#### What you have to do
Count the lines of the material that follows which contain the string "below", with case counting. Reply with the number alone.

#### Dataset records

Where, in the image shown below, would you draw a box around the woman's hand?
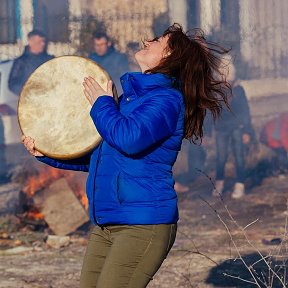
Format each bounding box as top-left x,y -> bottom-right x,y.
83,76 -> 113,106
21,135 -> 44,156
242,133 -> 250,145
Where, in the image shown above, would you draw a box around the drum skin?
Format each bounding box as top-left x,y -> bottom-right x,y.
18,56 -> 115,160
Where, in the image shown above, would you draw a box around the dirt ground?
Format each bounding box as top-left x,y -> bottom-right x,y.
0,170 -> 288,288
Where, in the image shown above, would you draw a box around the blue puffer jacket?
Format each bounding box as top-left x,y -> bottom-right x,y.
37,73 -> 184,225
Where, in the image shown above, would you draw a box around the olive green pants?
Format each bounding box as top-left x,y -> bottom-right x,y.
80,224 -> 177,288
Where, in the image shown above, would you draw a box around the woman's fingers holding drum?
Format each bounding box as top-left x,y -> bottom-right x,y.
21,135 -> 44,156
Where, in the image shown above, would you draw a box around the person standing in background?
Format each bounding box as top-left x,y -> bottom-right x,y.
89,32 -> 130,96
8,30 -> 54,95
212,63 -> 254,199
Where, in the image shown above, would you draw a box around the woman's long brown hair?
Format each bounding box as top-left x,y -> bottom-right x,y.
145,23 -> 231,142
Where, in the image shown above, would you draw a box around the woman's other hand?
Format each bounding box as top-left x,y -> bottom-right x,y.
21,135 -> 44,157
83,76 -> 113,106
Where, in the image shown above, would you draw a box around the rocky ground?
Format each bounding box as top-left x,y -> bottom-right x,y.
0,170 -> 288,288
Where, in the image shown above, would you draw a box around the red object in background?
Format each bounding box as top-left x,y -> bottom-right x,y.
260,112 -> 288,151
0,104 -> 16,116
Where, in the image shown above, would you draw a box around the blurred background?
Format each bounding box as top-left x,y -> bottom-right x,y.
0,0 -> 288,287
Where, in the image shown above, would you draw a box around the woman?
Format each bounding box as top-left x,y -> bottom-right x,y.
23,24 -> 229,288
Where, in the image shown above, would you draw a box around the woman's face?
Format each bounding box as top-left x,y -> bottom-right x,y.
135,35 -> 169,72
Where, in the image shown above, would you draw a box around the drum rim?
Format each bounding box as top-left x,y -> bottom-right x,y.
17,55 -> 118,160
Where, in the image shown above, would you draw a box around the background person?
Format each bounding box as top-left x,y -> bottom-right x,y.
89,32 -> 130,96
8,30 -> 54,95
212,63 -> 254,199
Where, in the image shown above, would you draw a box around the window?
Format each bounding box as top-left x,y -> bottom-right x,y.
0,0 -> 17,44
33,0 -> 69,42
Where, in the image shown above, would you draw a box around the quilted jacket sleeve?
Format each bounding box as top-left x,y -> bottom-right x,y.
36,153 -> 91,172
90,90 -> 183,155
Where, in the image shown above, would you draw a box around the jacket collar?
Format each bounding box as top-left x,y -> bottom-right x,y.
120,72 -> 176,97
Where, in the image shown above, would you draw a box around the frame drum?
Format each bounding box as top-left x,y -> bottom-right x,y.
18,56 -> 117,160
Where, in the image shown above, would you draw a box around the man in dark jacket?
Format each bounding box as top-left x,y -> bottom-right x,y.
89,32 -> 129,95
8,30 -> 54,95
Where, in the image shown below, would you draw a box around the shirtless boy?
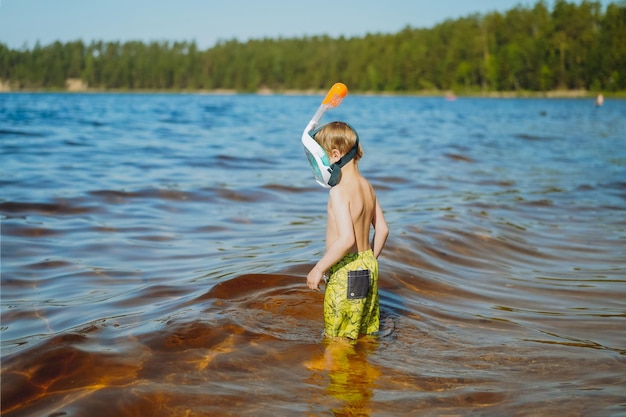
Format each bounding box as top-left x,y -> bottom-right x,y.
307,122 -> 389,340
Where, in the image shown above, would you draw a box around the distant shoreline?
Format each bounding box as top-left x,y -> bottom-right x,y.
0,82 -> 626,101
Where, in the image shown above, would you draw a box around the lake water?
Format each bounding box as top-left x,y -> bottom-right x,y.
0,94 -> 626,417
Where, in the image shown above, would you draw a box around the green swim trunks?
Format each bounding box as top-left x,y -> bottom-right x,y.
324,250 -> 380,339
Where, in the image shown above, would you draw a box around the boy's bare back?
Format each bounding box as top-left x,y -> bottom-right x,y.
326,171 -> 377,253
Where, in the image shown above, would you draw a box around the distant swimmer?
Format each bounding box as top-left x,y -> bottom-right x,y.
596,93 -> 604,107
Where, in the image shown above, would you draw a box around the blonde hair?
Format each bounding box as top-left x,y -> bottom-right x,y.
315,122 -> 363,162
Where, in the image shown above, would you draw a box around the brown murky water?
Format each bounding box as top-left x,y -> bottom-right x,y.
0,95 -> 626,417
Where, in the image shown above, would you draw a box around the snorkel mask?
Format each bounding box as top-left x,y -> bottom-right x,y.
302,123 -> 359,188
302,83 -> 359,188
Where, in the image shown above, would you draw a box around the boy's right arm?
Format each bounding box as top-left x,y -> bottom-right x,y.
372,199 -> 389,258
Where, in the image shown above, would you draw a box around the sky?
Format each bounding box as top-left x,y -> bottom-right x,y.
0,0 -> 615,49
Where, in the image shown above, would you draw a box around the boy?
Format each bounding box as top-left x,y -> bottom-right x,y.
307,118 -> 389,340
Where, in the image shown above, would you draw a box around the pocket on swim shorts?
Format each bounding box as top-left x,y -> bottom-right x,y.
348,269 -> 370,300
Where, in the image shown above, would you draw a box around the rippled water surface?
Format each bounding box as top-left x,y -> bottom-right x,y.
0,94 -> 626,417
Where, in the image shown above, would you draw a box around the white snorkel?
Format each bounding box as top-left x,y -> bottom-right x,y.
302,83 -> 348,188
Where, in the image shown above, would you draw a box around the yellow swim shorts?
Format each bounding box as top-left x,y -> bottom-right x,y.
324,250 -> 380,339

#### Exercise answer
2